══ Materials provided ══

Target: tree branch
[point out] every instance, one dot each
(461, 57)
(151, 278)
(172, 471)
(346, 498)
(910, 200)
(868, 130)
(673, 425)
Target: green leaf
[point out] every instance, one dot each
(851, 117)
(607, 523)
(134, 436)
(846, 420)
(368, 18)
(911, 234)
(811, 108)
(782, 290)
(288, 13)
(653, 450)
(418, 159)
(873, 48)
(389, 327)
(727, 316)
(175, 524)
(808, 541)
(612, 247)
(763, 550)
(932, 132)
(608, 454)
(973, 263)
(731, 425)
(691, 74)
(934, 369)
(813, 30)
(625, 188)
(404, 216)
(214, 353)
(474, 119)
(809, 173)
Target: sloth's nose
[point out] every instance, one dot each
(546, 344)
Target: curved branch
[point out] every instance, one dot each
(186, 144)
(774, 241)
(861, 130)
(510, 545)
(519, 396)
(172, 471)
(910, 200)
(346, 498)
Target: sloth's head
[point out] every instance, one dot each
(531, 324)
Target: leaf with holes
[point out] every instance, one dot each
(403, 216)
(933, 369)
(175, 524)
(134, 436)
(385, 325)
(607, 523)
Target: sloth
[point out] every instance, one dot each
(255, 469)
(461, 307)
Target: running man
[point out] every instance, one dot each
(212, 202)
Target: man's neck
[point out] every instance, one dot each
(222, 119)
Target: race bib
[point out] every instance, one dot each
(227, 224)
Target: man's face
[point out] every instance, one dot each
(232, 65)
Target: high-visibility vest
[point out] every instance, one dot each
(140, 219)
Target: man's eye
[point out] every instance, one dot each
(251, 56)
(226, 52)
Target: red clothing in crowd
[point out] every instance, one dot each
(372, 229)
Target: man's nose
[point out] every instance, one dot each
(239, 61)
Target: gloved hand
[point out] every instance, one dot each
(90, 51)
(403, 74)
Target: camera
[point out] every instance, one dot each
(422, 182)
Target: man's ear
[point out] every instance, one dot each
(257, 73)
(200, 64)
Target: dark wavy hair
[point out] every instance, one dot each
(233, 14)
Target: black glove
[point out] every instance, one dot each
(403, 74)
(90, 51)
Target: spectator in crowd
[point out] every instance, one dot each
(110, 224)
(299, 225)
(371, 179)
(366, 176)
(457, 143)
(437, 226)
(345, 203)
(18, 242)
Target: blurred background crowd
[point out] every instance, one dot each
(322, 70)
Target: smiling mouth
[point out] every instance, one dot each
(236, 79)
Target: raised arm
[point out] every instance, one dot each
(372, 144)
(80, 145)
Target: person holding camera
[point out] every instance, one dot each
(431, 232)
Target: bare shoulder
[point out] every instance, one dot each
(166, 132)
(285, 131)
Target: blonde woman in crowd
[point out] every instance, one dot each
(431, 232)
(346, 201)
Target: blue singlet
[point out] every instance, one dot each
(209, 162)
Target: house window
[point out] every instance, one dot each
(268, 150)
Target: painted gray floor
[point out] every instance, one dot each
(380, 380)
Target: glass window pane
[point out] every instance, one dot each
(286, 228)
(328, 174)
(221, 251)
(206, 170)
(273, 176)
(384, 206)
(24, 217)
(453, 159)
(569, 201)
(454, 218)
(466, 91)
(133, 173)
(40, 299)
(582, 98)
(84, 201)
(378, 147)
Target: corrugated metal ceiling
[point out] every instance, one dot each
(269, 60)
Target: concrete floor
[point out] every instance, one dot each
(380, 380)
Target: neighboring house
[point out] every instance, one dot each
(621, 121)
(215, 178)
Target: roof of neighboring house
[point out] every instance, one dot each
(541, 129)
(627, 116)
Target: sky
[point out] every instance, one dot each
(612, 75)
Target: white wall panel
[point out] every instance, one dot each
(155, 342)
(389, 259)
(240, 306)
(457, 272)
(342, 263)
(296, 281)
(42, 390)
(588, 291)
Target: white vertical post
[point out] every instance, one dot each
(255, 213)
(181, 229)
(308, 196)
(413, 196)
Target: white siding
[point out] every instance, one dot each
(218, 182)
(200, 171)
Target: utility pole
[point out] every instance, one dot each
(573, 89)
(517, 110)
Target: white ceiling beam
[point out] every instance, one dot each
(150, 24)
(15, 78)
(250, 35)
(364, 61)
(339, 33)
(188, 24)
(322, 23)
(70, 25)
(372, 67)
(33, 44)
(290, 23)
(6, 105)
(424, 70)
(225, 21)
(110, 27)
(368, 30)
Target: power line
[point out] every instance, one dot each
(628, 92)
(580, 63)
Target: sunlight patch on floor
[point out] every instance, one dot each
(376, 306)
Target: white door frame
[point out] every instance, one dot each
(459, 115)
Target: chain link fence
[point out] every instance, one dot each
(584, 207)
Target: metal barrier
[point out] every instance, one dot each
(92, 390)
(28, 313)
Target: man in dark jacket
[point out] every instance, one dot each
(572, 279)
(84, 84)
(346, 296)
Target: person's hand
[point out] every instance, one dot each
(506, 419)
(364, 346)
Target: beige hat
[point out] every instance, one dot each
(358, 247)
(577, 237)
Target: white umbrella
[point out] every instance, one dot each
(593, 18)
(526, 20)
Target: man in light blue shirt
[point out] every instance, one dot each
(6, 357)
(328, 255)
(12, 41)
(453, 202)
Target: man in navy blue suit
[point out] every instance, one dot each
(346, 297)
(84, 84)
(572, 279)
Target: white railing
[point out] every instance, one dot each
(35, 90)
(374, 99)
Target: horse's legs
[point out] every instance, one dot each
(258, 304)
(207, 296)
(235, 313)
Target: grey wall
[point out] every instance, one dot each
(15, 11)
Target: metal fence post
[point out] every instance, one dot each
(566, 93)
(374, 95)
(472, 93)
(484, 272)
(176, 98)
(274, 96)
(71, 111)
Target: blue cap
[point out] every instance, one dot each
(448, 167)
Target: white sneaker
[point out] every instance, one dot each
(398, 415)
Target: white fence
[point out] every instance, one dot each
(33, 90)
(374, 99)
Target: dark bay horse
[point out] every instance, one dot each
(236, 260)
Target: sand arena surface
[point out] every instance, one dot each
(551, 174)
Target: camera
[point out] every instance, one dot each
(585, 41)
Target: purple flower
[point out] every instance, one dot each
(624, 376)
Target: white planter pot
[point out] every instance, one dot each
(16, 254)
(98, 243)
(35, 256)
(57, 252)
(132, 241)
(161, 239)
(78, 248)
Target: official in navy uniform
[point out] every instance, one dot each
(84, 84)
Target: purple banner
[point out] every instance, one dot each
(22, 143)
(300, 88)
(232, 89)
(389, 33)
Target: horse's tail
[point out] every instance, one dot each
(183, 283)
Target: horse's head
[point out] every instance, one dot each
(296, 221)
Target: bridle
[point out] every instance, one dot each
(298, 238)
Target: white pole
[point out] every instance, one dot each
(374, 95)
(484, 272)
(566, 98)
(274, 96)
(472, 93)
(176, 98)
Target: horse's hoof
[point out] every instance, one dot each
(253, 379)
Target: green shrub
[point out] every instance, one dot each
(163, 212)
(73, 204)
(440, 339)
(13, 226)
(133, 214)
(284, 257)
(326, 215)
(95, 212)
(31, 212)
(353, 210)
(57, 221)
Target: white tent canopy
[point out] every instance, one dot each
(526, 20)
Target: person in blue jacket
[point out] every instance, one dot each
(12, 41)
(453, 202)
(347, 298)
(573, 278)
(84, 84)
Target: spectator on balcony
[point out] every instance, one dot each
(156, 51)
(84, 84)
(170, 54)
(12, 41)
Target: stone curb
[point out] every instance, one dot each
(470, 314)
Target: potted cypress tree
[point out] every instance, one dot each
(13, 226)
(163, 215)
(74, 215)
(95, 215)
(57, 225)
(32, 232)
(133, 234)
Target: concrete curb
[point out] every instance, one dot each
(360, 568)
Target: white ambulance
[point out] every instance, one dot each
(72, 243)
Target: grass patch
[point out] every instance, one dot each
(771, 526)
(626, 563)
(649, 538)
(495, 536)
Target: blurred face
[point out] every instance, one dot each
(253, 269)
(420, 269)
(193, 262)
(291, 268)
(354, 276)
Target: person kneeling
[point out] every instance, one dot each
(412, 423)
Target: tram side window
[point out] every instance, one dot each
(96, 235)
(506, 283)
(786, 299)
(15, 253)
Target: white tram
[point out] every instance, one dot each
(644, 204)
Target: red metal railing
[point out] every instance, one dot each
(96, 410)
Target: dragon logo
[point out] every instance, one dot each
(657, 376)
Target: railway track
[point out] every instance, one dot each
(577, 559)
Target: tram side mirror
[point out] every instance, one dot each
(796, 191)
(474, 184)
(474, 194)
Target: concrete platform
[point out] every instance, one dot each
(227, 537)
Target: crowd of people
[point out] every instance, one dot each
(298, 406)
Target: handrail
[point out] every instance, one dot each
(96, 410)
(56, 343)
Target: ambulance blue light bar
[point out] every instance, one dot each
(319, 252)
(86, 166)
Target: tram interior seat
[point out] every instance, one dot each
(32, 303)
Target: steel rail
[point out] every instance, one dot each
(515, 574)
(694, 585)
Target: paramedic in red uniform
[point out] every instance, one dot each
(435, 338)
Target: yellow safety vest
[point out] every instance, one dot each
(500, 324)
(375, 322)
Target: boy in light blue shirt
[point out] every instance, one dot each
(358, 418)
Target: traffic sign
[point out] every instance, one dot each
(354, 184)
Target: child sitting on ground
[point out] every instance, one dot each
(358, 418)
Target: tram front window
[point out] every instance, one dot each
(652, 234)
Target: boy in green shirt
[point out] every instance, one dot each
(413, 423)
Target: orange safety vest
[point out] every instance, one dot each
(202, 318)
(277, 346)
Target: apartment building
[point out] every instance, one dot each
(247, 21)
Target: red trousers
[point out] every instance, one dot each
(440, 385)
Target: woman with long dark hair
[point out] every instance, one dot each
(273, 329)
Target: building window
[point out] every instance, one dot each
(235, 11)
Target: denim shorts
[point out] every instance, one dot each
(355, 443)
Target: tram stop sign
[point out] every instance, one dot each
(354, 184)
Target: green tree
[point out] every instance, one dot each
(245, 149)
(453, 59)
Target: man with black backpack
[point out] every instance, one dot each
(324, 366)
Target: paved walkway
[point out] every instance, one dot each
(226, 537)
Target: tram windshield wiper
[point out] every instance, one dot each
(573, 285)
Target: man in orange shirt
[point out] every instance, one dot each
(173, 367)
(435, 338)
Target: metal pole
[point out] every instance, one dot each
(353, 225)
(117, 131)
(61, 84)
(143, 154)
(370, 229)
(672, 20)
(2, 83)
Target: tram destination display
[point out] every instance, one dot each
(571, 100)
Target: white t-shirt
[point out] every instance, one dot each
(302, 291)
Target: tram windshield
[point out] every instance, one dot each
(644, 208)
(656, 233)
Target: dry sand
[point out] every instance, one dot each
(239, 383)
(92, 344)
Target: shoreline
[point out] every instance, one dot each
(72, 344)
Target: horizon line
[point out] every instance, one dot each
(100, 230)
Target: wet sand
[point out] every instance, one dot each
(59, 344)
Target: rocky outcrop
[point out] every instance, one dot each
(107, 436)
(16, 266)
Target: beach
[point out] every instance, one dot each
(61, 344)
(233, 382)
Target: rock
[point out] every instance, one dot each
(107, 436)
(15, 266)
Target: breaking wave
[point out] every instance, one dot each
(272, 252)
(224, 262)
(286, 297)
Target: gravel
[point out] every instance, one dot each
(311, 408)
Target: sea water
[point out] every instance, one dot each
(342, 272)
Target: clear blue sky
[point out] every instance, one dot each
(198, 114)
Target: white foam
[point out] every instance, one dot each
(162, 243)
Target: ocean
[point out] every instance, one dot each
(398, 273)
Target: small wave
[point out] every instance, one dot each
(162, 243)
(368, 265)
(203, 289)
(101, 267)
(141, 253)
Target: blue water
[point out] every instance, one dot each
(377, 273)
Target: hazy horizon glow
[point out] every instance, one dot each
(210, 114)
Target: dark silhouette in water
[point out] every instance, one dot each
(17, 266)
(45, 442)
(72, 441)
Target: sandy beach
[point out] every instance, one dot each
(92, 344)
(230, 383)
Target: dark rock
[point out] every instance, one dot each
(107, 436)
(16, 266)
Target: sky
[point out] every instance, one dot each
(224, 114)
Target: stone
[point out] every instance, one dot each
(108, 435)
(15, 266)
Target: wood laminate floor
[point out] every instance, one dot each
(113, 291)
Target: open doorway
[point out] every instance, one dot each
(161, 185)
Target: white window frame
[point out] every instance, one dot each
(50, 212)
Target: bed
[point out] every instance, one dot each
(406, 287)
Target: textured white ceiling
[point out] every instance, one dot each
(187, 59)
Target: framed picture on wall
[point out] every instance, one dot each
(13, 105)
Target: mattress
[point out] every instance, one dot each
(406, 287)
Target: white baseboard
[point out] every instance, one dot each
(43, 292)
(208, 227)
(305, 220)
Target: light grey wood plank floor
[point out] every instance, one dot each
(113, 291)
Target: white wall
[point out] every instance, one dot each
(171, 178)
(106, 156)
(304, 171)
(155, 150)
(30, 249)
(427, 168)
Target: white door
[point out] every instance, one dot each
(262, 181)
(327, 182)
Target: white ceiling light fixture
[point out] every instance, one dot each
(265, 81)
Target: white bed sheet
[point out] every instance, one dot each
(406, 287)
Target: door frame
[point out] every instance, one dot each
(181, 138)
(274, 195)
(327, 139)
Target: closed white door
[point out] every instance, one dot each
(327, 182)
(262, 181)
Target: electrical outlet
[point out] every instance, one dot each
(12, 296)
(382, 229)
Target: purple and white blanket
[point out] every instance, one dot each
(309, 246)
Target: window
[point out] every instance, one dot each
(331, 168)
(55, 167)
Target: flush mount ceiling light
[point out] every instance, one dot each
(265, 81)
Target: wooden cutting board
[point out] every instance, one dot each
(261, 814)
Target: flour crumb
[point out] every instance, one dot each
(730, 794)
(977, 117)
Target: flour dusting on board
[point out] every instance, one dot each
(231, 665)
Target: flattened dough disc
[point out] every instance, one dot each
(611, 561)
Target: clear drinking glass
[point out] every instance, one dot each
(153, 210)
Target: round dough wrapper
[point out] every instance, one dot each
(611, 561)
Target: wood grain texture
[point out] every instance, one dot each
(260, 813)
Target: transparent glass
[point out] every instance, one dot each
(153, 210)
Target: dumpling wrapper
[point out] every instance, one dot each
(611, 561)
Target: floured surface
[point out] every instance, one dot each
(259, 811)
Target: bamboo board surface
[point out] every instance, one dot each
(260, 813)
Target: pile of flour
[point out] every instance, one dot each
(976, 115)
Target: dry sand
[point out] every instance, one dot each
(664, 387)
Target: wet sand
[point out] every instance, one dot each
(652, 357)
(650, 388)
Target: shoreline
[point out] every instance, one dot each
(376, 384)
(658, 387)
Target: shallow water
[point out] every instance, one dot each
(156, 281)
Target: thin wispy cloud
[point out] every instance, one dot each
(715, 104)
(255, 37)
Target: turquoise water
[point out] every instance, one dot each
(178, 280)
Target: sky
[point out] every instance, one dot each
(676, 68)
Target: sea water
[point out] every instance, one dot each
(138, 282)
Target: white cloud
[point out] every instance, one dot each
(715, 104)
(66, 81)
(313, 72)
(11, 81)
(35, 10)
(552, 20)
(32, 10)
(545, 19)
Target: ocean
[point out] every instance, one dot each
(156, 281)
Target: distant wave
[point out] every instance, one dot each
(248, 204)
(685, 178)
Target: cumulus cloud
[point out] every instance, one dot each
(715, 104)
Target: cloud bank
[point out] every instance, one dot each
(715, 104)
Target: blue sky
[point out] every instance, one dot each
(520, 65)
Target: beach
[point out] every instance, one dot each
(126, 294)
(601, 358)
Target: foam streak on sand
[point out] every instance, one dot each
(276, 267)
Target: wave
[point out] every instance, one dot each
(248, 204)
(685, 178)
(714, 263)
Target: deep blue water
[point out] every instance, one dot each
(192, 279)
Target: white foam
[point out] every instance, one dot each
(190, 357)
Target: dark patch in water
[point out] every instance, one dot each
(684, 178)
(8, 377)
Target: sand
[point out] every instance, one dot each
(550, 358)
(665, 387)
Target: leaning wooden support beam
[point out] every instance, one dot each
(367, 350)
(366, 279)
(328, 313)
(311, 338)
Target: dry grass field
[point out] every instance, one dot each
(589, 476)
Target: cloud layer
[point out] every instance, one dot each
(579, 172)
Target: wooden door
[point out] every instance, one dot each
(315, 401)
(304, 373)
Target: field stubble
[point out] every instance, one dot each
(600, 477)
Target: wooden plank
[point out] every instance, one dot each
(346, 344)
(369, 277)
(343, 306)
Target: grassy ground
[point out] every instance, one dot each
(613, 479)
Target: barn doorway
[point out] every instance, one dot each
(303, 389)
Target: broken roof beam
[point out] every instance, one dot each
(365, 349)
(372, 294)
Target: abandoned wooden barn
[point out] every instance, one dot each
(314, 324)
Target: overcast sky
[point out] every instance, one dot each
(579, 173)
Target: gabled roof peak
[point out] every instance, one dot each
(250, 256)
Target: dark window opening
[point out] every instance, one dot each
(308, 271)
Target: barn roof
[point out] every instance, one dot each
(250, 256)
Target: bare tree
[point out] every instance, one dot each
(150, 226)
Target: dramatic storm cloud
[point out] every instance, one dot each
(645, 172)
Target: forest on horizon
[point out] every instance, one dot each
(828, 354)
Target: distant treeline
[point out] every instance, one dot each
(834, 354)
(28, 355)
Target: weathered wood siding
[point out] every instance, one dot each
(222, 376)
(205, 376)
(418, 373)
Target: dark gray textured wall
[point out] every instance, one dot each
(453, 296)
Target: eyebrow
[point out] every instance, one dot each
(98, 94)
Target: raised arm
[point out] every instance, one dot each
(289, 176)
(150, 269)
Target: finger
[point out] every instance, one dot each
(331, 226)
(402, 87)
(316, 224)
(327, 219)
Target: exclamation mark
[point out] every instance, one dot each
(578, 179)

═══

**What you have to do**
Exactly as written, give the line containing "Target: dark patch in water" and all remaining lines of the records.

**Exercise response**
Target: dark patch in water
[point out] every instance, one dot each
(684, 178)
(8, 377)
Target: sand
[point out] every instance, one dot each
(550, 358)
(665, 387)
Target: leaning wooden support beam
[point out] every instance, one dot each
(367, 350)
(366, 279)
(328, 313)
(311, 338)
Target: dry grass field
[point out] every instance, one dot each
(589, 476)
Target: cloud layer
[point out] every instance, one dot each
(579, 172)
Target: wooden door
[point out] every instance, one dot each
(315, 401)
(304, 373)
Target: field stubble
[point out] every instance, one dot each
(600, 477)
Target: wooden plank
[point out] every instance, one dot each
(346, 344)
(369, 277)
(343, 306)
Target: grassy ground
[point out] every instance, one dot each
(613, 479)
Target: barn doorway
[point out] every instance, one dot each
(303, 389)
Target: broken roof beam
[point out] every instance, one dot each
(365, 349)
(372, 294)
Target: abandoned wooden barn
[point out] every instance, one dot each
(314, 324)
Target: overcast sky
[point out] every instance, one dot each
(579, 173)
Target: gabled roof peak
[point out] every instance, one dot each
(250, 256)
Target: dark window opening
[point out] every instance, one dot each
(308, 271)
Target: barn roof
[point out] every instance, one dot each
(250, 256)
Target: bare tree
[point out] every instance, one dot each
(150, 226)
Target: dramatic storm cloud
[point out] every instance, one dot each
(645, 172)
Target: forest on horizon
[point out] every instance, one dot each
(828, 354)
Target: distant treeline
[point out] every instance, one dot each
(834, 354)
(28, 355)
Target: weathered wood siding
[point out] every instance, one dot each
(222, 376)
(205, 376)
(418, 373)
Target: dark gray textured wall
[point out] every instance, one dot each
(453, 296)
Target: eyebrow
[point out] every instance, one dot each
(98, 94)
Target: raised arm
[point out] every instance, one dot each
(289, 176)
(150, 269)
Target: finger
[point out] every instance, one dot each
(331, 226)
(402, 87)
(316, 224)
(327, 219)
Target: exclamation mark
[point out] every instance, one dot each
(578, 179)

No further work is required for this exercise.